Dataset excerpts
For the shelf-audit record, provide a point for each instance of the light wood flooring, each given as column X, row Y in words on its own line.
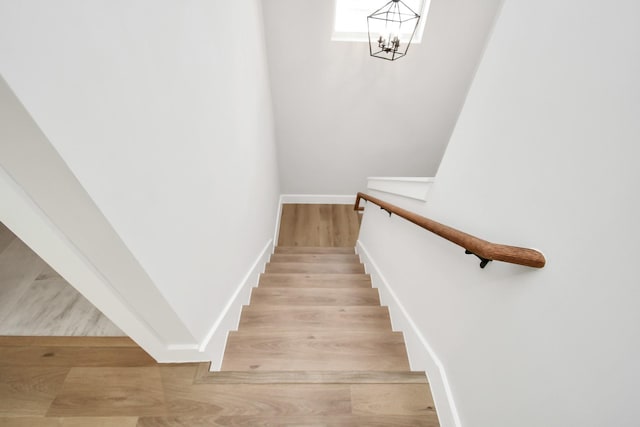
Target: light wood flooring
column 313, row 348
column 319, row 225
column 35, row 300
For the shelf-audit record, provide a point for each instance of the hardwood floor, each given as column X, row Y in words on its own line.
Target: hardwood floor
column 35, row 300
column 319, row 225
column 46, row 387
column 314, row 348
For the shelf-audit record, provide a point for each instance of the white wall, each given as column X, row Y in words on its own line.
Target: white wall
column 162, row 111
column 342, row 116
column 544, row 155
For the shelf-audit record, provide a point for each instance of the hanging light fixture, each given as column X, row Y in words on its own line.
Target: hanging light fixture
column 391, row 29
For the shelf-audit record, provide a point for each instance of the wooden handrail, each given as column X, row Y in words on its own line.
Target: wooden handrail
column 484, row 250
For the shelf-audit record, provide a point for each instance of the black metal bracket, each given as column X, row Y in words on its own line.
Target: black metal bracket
column 483, row 261
column 388, row 211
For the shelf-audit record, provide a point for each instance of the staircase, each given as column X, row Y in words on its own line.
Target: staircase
column 313, row 322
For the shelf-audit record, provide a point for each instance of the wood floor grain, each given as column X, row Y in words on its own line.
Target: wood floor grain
column 272, row 318
column 315, row 297
column 314, row 268
column 317, row 258
column 314, row 348
column 299, row 351
column 304, row 280
column 318, row 225
column 313, row 250
column 109, row 391
column 35, row 300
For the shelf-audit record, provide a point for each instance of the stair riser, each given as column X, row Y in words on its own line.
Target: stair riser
column 371, row 319
column 296, row 280
column 314, row 297
column 319, row 258
column 312, row 250
column 293, row 267
column 307, row 351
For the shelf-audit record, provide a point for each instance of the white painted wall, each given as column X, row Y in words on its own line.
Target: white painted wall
column 162, row 111
column 544, row 155
column 342, row 116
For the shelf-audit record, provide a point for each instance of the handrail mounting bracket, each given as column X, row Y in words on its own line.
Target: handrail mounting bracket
column 483, row 261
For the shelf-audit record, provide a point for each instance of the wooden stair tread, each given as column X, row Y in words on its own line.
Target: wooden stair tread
column 324, row 318
column 315, row 296
column 309, row 377
column 327, row 280
column 318, row 258
column 299, row 351
column 309, row 267
column 313, row 250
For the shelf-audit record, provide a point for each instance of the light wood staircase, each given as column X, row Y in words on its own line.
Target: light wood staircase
column 314, row 319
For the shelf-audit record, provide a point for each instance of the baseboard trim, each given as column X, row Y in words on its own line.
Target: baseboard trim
column 216, row 340
column 421, row 354
column 331, row 199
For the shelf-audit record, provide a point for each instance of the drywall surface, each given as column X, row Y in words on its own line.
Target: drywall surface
column 162, row 111
column 342, row 115
column 67, row 230
column 544, row 155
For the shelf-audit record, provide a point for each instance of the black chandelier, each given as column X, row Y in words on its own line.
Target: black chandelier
column 391, row 29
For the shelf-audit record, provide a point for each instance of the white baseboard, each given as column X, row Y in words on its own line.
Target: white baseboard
column 329, row 199
column 421, row 356
column 216, row 340
column 412, row 188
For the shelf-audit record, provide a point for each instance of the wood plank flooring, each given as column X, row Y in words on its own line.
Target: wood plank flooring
column 318, row 225
column 314, row 348
column 314, row 319
column 35, row 300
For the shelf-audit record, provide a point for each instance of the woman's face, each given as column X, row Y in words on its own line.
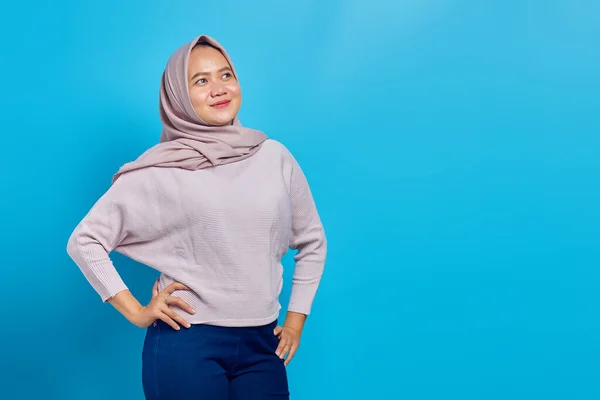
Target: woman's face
column 214, row 91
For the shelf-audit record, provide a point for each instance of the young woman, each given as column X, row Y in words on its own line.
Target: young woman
column 213, row 207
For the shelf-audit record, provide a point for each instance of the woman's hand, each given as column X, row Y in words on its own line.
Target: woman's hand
column 158, row 308
column 289, row 341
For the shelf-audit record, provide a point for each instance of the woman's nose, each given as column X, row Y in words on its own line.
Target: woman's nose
column 217, row 90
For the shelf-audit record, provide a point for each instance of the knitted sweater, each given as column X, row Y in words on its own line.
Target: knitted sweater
column 221, row 231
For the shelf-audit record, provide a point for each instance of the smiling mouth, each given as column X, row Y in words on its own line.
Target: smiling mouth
column 221, row 104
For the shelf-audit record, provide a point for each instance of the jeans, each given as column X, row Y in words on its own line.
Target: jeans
column 206, row 362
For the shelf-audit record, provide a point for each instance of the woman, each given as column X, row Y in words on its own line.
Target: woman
column 214, row 207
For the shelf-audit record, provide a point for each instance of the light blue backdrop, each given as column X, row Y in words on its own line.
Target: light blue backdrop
column 452, row 147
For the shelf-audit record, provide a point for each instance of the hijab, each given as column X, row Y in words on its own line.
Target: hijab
column 186, row 140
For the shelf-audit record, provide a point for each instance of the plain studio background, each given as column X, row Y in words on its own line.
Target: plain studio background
column 453, row 148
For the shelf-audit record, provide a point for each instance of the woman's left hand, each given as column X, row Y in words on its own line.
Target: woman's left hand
column 289, row 341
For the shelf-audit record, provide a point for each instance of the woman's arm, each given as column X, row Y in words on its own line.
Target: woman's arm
column 308, row 237
column 118, row 218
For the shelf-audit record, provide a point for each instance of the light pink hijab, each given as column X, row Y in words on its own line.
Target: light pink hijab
column 186, row 141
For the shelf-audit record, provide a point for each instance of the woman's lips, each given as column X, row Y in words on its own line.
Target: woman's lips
column 221, row 104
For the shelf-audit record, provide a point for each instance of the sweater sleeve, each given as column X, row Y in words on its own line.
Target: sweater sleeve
column 308, row 237
column 114, row 220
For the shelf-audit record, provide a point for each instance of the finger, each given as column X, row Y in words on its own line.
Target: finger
column 175, row 286
column 291, row 354
column 164, row 317
column 179, row 302
column 279, row 351
column 155, row 289
column 176, row 317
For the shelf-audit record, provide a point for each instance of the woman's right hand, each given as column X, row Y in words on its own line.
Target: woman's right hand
column 158, row 308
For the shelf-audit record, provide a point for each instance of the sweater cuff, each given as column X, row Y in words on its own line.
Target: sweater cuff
column 302, row 298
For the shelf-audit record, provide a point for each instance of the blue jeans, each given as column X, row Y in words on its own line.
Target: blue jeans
column 207, row 362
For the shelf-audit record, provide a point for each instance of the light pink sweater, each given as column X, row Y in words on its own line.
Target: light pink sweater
column 221, row 231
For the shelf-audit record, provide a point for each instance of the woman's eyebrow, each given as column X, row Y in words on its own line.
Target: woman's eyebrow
column 206, row 73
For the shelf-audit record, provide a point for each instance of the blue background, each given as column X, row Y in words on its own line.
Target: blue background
column 452, row 147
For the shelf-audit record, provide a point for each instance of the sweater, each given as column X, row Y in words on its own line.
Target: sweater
column 222, row 231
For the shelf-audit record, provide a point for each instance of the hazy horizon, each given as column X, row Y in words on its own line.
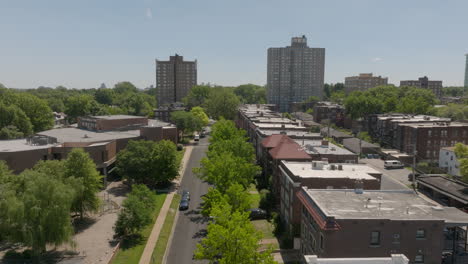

WHAT THE TASK ASKS
Leaving out the pictures, print each line of the records above from the first up to and including the one that contains "the wood floor", exactly as written.

RESPONSE TO THIS EXERCISE
For the shelf-audit record, provide a point for each instance of the light wood flooring, each given as column X, row Y in words on its own line.
Target: light wood flooring
column 313, row 348
column 319, row 225
column 35, row 300
For the shelf-audit record, provide a point for each instance of the hardwood floor, each given as column X, row Y in words on its own line.
Target: hardwood floor
column 35, row 300
column 319, row 225
column 46, row 387
column 314, row 348
For the shelf-audit record, provide a point for each instance of the white wall, each given as column X, row Y in words on its own line.
Target: white wall
column 162, row 111
column 342, row 116
column 544, row 155
For the shelf-audit record, provide a point for each instance of the hanging light fixture, each given as column X, row Y in words on its own line.
Target: hanging light fixture
column 391, row 29
For the shelf-audit record, provide a point for each instance of the wooden handrail, each given as column X, row Y in words on its own line.
Target: wooden handrail
column 484, row 250
For the shelf-audit record, provide a point for each instance of the black metal bracket, each given as column X, row Y in words on its own line.
Target: black metal bracket
column 483, row 261
column 388, row 211
For the shelf-audit record, provide a point for each instance of the staircase, each given as column X, row Y in words on its own line.
Target: staircase
column 313, row 322
For the shelf-audit record, provide a point for each instance of the wood floor grain, each given as column X, row Y in words on its own line.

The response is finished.